* **TEXT SHOWN**
%%

Good and innovative practice in service delivery to vulnerable and disadvantaged families and children
Over the last 20 years, there have been gradual but significant changes in the ways services are delivered to families. Social policy in Australia, Britain and the USA has recognised the importance of early intervention and the need for programs to engage with children, parents and communities to build individual and community capacity. The problems faced by children and families are often multiple and inter-connected, requiring more than a single service response (Bromfield, Lamont, Parker, & Horsfall, 2010). Collaboration between service providers and the delivery of "wrap-around" or "joined- up" services are increasingly seen as being more successful in engaging with vulnerable families and providing the multi-layered support that delivers better outcomes for children and their families (Katz & valentine, 2009; McArthur & Thomson, 2011).
Joined-up, wrap-around service delivery has been particularly successful in disadvantaged communities. As a result of broader economic, social and structural factors, some communities are disadvantaged due to deficits in several resource domains. It is the lack of resources, rather than the family or community type, which increases families' vulnerability to poor outcomes. Disadvantaged neighbourhoods and communities - which may be characterised by high unemployment, high crime rates, lack of services and social supports, or poor community and social infrastructure - can compound vulnerability for individuals and families, in particular children. Conversely, strong, cohesive communities can provide important social supports and informal networks which play an important protective role for individuals, families and children and decrease the risk of negative outcomes.
Family Support Program
The Family Support Program (FSP) is an Australian Government initiative that seeks to provide services to support the wellbeing and nurturing of children and families, to enable them to manage life's transitions, ensure children are protected and contribute to building stronger, more resilient communities. The program is administered by FaHCSIA.1 Through the FSP, the government funds community organisations to provide a range of preventative and early intervention family support services, targeted support, and specialist services in around 2,200 outlets across Australia. These organisations deliver programs such as parenting skills development, information, advice, counselling and referral on parenting and family relationships, playgroups, and provide alternatives for families who are separated, separating or in dispute to improve their relationships in the best interests of their children. The program is also a vital part of the Council of Australian Government's National Framework for Protecting Australia's Children (2009-2020) (COAG, 2009).
In recognition of the evidence outlined in the introductory paragraphs, changes implemented to the FSP in 2011 were targeted at better orienting the program to improve accessibility for, and to actively support, vulnerable and disadvantaged families. It is intended that this will be achieved through more effective collaboration between government and the community sector, more effectively coordinated services, and greater flexibility and responsiveness in service design and delivery to meet the needs of families and communities.
Vulnerable and Disadvantaged Client Access Strategy
While the new FSP seeks to ensure access and availability of services to all families, vulnerable and disadvantaged families and children are a specifically targeted group. In 2011, all FSP providers (with a few exceptions) were asked to document and implement the steps they would take to improve service accessibility and responsiveness for vulnerable and disadvantaged families, including Indigenous families, who may experience barriers in accessing their services.
Family Support Program providers were also asked to demonstrate they are adequately providing services to Indigenous people, in line with COAG's Closing the Gap Service Delivery Principles (See Box 1).

%%

* **SOURCE MATERIAL**
%%

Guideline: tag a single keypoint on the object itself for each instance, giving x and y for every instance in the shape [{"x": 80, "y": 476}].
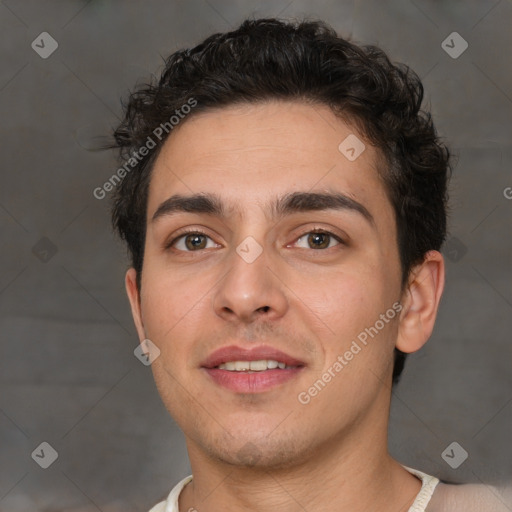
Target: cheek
[{"x": 172, "y": 304}]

%%

* **GIVEN EXERCISE**
Reproduce the passage of the family support text from "Vulnerable and Disadvantaged Client" to "accessing their services.". The listing is separate material that has no connection to the family support text.

* **FINAL ANSWER**
Vulnerable and Disadvantaged Client Access Strategy
While the new FSP seeks to ensure access and availability of services to all families, vulnerable and disadvantaged families and children are a specifically targeted group. In 2011, all FSP providers (with a few exceptions) were asked to document and implement the steps they would take to improve service accessibility and responsiveness for vulnerable and disadvantaged families, including Indigenous families, who may experience barriers in accessing their services.